-- Material for this task follows --

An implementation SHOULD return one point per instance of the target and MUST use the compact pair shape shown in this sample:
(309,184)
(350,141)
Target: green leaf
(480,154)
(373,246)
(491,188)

-- Material for this task concluded --

* Brief
Word for word, transcribe each of the entries above.

* Task response
An implementation SHOULD return one point per instance of the target and MUST use the compact pair shape shown in this sample:
(309,184)
(350,141)
Target: green leaf
(480,154)
(373,246)
(491,188)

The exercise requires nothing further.